(Referring expression data)
= = = = =

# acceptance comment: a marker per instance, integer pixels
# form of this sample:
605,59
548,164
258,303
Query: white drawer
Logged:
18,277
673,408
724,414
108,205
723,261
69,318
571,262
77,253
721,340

= = = = =

REQUIREMENT — Return each line above precisely as written.

PROBLEM SOLUTION —
# acceptance comment: a marker per instance, integer pixels
# form of this sample:
605,59
548,164
258,303
Query: white drawer
Logged:
18,277
673,408
724,414
108,205
723,261
69,318
571,262
77,253
721,340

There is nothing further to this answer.